Selected text -

begin

A Dunedin cleaner found guilty of beating his boss to death with a hammer wants his conviction quashed because his autism was not raised at trial.

Alexander James William Merritt, 23, was jailed for life for the murder of 51-year-old Karin Ann Ross, and Justice Nicholas Davidson imposed a minimum non-parole period of 12 years. He called it a "sudden, violent and callous" attack, which took place in the car park of Spotless Cleaning Services early on December 2, 2015.

It was revealed at sentencing that Merritt had autism spectrum disorder (ASD) — an issue that was discovered before trial but not raised with the jury which found him guilty.

Counsel Tony Ellis told the Court of Appeal this week that there was a miscarriage of justice as a result.


ASD threw into question whether Merritt could have formed the required "mens rea" (intention or knowledge of wrongdoing) to be found guilty of the crime, he suggested.

While Ellis had no psychiatrist's report to confirm that, he provided references to numerous experts and overseas legal authorities about the disorder.

end

Exercise task - According to the article about the Dunedin murder appeal, what minimum non-parole period did the judge set? The entries that come next have nothing to do with the article about the Dunedin murder appeal.

Data excerpts -
begin

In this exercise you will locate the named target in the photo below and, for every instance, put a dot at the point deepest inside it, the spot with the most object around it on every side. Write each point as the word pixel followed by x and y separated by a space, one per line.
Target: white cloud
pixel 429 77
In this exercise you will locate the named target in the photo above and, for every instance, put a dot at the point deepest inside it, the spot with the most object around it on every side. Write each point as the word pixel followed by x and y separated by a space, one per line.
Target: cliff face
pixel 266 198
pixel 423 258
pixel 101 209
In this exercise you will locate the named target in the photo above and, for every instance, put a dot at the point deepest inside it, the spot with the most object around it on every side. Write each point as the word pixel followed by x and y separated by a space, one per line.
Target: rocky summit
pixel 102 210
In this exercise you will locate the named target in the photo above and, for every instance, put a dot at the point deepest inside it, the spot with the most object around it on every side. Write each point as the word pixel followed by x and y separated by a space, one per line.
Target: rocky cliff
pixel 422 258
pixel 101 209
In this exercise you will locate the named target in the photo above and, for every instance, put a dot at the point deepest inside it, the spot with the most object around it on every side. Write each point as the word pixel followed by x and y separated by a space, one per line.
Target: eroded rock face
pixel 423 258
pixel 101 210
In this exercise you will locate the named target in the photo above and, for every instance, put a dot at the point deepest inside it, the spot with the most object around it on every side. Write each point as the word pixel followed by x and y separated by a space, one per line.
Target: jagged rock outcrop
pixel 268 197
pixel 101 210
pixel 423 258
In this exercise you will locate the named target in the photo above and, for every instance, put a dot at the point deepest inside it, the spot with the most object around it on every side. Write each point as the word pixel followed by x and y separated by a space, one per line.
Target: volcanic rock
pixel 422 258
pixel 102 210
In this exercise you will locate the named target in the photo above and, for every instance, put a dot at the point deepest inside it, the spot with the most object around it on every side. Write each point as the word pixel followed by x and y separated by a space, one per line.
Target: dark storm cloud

end

Output below - 12 years.